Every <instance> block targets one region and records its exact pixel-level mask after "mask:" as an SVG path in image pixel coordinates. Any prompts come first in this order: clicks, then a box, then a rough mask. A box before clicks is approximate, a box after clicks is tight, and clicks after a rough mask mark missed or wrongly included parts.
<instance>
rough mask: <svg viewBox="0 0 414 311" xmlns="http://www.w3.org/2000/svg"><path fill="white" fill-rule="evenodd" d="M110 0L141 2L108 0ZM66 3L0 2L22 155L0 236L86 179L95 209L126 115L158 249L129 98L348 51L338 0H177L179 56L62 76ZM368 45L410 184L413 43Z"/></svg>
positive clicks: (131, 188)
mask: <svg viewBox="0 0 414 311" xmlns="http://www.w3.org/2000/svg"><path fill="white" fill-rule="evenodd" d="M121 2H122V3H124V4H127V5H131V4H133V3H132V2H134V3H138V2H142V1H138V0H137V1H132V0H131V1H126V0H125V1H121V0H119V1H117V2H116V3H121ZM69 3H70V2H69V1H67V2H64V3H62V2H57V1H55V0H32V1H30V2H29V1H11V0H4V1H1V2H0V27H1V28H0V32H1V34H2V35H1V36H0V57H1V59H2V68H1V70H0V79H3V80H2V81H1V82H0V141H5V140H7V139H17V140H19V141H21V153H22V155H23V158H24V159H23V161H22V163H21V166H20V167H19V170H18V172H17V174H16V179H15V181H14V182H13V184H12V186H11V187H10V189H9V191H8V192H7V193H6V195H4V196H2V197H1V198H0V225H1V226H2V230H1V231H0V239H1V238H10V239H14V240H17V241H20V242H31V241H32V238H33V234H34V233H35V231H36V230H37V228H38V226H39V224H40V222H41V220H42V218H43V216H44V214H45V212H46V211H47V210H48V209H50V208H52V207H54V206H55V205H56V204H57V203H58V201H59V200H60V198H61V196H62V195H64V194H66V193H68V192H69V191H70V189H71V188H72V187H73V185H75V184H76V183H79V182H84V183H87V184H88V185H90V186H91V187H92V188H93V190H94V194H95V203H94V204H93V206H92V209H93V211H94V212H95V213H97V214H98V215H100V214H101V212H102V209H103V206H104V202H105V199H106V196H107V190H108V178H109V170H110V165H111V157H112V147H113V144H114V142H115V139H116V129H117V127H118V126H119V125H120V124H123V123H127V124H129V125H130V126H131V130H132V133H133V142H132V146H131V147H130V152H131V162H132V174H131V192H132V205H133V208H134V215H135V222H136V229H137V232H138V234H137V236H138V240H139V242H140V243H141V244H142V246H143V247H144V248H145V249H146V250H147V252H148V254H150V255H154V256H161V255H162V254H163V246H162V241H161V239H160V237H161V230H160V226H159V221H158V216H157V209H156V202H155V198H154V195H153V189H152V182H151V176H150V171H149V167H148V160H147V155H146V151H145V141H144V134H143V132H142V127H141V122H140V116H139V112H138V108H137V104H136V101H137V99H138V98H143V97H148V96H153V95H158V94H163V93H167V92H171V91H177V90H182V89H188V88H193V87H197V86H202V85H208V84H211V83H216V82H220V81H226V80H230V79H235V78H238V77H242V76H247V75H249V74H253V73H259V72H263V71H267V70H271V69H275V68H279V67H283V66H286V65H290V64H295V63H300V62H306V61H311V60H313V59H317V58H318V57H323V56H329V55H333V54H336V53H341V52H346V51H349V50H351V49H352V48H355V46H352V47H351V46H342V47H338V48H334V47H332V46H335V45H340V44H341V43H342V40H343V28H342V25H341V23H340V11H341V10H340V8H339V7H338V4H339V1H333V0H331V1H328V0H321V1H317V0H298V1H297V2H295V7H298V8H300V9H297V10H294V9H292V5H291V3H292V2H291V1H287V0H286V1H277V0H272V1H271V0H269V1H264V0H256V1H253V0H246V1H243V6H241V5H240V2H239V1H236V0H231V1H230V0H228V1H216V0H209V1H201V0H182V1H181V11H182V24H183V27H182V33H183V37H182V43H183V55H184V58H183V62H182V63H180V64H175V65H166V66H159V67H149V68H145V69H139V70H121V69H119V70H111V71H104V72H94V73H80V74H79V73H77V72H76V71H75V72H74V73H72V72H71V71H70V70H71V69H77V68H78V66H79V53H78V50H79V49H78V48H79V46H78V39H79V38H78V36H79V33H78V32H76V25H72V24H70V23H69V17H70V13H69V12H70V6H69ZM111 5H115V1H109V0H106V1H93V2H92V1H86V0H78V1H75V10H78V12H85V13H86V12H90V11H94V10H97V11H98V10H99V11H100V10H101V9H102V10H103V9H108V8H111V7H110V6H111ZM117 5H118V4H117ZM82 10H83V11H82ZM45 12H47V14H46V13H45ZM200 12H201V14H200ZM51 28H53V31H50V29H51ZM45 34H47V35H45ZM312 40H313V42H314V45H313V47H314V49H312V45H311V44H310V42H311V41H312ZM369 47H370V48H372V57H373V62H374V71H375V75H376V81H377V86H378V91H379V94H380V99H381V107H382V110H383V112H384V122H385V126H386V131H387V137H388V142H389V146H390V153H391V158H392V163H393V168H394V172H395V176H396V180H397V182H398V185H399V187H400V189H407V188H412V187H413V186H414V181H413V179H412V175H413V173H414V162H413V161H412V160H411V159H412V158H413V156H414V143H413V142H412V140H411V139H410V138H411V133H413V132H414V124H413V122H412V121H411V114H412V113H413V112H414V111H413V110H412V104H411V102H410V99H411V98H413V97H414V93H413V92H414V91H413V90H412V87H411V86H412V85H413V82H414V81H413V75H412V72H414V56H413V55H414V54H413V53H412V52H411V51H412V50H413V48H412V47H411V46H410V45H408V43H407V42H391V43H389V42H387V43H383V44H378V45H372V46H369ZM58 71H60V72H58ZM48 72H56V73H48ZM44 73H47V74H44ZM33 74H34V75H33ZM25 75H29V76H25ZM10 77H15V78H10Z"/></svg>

+-------+

■ WORK ITEM: The answer must consist of every line from the entries above that contains "rough".

■ EXERCISE OUTPUT:
Every <instance> block targets one region and records its exact pixel-level mask after "mask:" as an SVG path in image pixel coordinates. Any prompts come first in this order: clicks, then a box, then a rough mask. A box before clicks is approximate, a box after clicks is tight, and clicks after a rough mask mark missed or wrongly included parts.
rough mask: <svg viewBox="0 0 414 311" xmlns="http://www.w3.org/2000/svg"><path fill="white" fill-rule="evenodd" d="M110 0L141 2L108 0ZM66 3L0 2L22 155L0 236L86 179L95 209L126 115L158 249L129 98L348 51L338 0H177L179 56L62 76ZM368 45L410 184L413 43Z"/></svg>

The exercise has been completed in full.